### [Given problem]
Set out all of the records below as a numbered list, omitting any blank lines.

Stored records
• • • • • • •

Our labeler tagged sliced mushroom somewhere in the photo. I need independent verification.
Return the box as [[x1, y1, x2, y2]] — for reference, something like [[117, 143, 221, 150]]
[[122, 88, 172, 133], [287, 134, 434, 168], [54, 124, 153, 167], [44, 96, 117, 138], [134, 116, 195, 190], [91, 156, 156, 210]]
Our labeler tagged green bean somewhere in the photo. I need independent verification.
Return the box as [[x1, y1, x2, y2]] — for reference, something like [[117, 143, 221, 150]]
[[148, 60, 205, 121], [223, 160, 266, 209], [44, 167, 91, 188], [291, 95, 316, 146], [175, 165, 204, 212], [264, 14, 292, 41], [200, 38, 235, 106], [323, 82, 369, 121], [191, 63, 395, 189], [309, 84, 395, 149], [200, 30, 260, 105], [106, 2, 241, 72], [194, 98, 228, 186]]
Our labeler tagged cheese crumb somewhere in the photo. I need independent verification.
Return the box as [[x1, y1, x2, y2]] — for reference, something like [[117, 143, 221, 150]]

• • • • • • •

### [Correct output]
1. Our labeler tagged sliced mushroom somewhere in the photo. I need independent verification.
2. Return the box as [[x1, y1, x2, y2]] — for reference, something like [[117, 143, 221, 150]]
3. [[122, 88, 172, 133], [287, 134, 434, 168], [54, 124, 153, 167], [44, 96, 117, 138], [134, 116, 195, 190], [91, 156, 156, 210]]
4. Our labeler tagged green bean somewhere in the photo. I need independent verification.
5. Return the box as [[x1, y1, x2, y2]] — for reference, something like [[117, 143, 221, 150]]
6. [[148, 60, 205, 121], [223, 160, 266, 209], [44, 167, 91, 188], [291, 95, 316, 146], [175, 165, 204, 212], [264, 14, 292, 41], [200, 38, 235, 106], [323, 82, 369, 121], [191, 63, 395, 189], [309, 84, 395, 149], [200, 30, 260, 105], [106, 2, 241, 72], [194, 98, 228, 186]]
7. Our labeler tagged cheese crumb somewhere in the photo. I need independent verification.
8. Return the box as [[x1, y1, x2, y2]] — for reference, something like [[117, 143, 221, 150]]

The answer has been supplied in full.